▶ _Data supplied_
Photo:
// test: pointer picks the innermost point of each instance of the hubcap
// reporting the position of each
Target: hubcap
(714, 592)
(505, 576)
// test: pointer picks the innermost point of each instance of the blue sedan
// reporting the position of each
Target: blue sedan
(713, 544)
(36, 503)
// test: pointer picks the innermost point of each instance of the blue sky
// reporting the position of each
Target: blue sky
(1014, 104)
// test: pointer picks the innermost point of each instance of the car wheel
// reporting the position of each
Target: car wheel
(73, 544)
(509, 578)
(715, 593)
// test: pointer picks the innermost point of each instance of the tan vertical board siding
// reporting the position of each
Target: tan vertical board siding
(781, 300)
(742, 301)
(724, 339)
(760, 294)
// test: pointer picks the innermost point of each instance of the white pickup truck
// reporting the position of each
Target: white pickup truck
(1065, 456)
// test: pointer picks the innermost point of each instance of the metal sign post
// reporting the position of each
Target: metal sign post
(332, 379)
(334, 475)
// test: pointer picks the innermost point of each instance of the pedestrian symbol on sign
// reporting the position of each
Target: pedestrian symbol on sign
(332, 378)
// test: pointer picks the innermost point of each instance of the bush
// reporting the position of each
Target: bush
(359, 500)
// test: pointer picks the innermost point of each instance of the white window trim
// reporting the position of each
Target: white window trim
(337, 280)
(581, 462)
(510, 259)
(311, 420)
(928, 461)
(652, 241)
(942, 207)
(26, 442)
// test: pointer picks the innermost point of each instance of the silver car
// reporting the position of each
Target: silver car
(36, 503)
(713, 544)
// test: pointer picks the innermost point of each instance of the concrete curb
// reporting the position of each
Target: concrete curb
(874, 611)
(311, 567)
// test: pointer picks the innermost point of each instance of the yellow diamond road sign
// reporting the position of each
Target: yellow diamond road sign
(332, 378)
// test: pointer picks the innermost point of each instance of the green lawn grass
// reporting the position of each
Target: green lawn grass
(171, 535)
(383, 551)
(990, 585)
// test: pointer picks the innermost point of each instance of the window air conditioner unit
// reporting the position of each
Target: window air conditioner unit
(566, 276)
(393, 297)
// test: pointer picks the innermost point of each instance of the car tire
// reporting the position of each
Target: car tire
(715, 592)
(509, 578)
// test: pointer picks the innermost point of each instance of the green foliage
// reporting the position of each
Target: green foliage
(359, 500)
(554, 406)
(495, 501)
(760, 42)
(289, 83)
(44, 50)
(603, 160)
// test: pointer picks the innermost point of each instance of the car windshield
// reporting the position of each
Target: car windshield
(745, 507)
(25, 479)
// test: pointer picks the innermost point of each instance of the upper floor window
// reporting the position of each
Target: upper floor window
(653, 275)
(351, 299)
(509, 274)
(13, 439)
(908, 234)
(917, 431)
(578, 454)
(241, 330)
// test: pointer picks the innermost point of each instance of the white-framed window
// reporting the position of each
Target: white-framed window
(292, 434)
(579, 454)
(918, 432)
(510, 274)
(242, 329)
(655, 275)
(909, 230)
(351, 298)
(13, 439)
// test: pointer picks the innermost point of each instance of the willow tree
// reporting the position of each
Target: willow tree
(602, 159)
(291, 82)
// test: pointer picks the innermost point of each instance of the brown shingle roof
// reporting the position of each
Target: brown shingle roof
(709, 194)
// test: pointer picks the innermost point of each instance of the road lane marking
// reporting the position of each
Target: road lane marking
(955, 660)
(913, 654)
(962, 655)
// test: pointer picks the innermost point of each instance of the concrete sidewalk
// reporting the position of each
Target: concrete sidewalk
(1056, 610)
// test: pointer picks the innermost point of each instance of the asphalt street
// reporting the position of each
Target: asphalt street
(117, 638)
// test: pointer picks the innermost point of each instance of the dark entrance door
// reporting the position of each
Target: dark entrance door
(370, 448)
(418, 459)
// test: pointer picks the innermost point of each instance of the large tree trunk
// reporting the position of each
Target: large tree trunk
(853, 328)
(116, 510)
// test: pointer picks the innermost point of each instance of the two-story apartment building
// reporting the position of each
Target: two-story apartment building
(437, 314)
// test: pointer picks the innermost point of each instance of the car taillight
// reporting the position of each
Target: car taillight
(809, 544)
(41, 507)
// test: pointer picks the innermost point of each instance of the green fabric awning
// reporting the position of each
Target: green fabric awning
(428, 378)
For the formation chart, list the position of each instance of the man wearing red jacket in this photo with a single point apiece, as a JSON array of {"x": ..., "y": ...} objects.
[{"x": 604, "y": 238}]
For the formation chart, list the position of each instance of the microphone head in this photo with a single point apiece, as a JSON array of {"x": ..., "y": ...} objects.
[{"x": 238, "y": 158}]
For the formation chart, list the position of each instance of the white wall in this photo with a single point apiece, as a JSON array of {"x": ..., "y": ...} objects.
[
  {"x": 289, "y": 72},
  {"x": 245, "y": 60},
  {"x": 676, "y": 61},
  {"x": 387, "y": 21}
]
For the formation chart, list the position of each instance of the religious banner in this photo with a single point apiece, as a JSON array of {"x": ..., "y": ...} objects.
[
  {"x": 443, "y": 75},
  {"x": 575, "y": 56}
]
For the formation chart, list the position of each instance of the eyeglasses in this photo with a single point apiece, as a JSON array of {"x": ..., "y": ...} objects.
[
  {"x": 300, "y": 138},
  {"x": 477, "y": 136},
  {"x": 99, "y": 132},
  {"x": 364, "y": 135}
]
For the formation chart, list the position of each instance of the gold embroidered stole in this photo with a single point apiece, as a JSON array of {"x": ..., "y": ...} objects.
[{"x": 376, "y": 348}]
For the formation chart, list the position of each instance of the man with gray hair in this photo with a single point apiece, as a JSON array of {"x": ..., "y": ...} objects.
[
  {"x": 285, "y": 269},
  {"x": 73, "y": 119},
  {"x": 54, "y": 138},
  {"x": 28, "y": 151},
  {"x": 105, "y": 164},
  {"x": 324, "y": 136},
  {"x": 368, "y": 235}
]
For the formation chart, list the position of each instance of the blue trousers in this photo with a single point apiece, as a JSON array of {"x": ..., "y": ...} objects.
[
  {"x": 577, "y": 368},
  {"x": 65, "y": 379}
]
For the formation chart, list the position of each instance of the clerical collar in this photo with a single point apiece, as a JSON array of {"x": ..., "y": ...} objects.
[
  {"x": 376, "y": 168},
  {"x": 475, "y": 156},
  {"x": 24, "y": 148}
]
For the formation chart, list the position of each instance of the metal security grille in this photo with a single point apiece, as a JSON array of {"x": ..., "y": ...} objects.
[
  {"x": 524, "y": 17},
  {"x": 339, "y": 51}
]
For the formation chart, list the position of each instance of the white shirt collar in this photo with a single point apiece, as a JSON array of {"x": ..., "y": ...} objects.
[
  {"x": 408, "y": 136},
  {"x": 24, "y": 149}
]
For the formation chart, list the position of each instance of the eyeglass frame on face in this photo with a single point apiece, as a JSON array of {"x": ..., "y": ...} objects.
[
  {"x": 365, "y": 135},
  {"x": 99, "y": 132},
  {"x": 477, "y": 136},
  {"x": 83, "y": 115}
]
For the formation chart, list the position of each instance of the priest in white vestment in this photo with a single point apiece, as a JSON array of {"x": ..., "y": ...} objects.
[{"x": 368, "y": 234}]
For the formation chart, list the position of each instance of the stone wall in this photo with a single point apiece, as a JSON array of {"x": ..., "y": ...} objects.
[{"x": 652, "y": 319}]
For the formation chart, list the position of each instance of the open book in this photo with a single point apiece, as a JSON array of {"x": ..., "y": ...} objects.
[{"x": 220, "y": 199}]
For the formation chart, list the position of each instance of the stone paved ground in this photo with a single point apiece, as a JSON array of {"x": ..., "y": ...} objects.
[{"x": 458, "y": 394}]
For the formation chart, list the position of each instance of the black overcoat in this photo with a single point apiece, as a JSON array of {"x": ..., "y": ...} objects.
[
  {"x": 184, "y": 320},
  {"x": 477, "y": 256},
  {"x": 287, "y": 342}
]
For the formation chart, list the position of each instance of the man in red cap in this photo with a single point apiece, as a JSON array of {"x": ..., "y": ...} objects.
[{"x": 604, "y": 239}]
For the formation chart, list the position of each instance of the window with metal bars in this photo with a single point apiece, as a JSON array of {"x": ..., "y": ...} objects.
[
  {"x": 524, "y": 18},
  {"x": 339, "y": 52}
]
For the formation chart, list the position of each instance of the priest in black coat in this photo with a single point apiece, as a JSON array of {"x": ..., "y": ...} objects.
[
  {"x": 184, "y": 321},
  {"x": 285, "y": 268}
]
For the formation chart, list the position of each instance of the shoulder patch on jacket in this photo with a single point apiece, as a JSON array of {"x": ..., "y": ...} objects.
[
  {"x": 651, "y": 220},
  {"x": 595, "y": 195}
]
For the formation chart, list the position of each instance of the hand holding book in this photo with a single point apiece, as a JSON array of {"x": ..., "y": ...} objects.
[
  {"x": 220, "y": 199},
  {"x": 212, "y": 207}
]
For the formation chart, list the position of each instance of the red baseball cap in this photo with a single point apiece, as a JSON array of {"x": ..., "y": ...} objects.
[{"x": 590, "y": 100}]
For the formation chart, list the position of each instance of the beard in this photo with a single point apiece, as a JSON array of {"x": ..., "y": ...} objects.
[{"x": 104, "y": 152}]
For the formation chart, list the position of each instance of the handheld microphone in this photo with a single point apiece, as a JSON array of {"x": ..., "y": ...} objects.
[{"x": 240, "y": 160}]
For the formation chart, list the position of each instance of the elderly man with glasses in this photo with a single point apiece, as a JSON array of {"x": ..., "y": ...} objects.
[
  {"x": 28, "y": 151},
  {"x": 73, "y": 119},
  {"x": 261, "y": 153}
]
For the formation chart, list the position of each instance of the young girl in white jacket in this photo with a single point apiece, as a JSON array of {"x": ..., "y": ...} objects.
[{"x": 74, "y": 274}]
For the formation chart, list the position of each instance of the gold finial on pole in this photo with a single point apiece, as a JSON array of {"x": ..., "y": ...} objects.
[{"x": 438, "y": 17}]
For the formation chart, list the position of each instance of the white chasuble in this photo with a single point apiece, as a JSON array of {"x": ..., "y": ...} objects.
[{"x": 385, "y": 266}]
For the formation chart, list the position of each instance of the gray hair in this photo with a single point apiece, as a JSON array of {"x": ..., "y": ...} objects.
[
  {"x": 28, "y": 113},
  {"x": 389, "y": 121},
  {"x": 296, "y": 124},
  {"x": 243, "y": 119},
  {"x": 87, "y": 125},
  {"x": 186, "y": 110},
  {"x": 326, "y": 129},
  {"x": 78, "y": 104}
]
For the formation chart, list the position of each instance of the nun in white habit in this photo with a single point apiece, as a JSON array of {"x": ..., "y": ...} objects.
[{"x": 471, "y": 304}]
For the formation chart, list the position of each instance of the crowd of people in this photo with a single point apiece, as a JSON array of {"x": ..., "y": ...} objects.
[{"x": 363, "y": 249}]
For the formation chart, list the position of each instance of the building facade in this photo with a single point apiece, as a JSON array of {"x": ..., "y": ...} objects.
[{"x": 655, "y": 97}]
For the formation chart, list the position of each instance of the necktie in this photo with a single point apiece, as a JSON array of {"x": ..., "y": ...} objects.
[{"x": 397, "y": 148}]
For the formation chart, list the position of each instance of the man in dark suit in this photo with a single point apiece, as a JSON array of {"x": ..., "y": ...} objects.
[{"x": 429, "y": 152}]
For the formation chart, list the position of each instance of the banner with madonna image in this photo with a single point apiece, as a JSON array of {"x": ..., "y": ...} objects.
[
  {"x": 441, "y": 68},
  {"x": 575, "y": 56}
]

▶ _Task directions_
Copy exactly, and only, the lines from the line containing "man in dark" to the end of the listing, with both ends included.

▶ _Your response_
For the formation chart, list the position of each instance of the man in dark suit in this photo with a single point apiece, as a JSON array of {"x": ..., "y": ...} objects.
[{"x": 429, "y": 152}]
For the formation chart, list the position of each instance of the banner with madonna image in this photo with a single point apiece, as a JSON array of {"x": ..., "y": ...} objects.
[
  {"x": 441, "y": 68},
  {"x": 575, "y": 56}
]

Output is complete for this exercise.